> EXERCISE DESCRIPTION
Reproduce the material below from the line with "the form [134,398]." through the end of the material, substituting "roof" for "ceiling" and leaving everything else unchanged.
· · ·
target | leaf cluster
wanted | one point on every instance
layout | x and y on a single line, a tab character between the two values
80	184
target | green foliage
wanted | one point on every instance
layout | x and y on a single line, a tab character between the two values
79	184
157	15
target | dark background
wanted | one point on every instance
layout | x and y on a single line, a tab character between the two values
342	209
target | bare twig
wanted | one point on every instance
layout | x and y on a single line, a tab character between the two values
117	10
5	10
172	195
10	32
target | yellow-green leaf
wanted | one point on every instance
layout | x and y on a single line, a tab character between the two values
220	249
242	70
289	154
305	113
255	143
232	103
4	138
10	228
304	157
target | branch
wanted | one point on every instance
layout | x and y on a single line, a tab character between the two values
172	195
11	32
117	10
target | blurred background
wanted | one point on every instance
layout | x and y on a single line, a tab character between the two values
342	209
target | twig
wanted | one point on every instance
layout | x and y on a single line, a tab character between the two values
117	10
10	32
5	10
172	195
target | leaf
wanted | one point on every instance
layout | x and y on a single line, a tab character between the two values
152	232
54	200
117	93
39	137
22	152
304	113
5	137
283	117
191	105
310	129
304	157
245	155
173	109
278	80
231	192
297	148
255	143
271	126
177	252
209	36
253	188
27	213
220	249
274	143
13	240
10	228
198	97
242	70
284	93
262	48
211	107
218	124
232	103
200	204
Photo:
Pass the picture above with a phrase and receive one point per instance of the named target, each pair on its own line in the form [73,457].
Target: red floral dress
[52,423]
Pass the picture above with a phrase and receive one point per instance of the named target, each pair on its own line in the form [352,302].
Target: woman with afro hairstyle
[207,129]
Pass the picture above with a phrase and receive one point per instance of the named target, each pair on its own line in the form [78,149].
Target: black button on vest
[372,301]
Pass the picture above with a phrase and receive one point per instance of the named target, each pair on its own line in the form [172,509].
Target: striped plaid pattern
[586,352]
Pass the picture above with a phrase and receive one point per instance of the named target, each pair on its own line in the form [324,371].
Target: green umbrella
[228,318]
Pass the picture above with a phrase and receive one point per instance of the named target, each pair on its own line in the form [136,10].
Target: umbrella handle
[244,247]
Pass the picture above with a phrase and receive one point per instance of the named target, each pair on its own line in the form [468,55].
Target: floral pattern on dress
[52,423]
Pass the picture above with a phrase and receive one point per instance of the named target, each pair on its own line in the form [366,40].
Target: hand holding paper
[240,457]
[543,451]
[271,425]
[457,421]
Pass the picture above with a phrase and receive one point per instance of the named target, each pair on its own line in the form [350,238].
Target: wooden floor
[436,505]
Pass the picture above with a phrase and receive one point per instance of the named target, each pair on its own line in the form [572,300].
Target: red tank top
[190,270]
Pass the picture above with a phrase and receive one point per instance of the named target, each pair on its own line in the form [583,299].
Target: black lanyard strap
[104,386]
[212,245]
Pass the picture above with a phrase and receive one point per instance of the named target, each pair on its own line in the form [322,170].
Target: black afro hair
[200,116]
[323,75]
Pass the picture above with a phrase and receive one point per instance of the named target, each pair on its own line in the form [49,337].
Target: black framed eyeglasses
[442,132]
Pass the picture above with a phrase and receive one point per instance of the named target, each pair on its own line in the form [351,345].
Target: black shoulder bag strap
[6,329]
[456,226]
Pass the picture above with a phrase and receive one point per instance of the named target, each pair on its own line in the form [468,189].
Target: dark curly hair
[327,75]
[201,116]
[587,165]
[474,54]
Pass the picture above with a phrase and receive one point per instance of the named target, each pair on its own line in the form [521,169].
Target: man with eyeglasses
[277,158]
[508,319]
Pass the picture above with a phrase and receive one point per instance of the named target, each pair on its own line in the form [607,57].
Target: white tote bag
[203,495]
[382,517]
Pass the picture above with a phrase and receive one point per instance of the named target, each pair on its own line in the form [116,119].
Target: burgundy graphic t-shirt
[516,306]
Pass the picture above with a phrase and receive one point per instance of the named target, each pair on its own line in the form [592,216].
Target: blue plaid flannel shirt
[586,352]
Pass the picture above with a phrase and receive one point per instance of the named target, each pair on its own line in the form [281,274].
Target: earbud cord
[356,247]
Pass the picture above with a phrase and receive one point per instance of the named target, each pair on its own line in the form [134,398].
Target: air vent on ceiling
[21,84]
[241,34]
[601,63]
· · ·
> FULL ANSWER
Pass the picture above with a phrase and receive one point per instance of the named target, each pair on its own line in the form [134,398].
Target: air vent on roof
[21,84]
[241,34]
[601,63]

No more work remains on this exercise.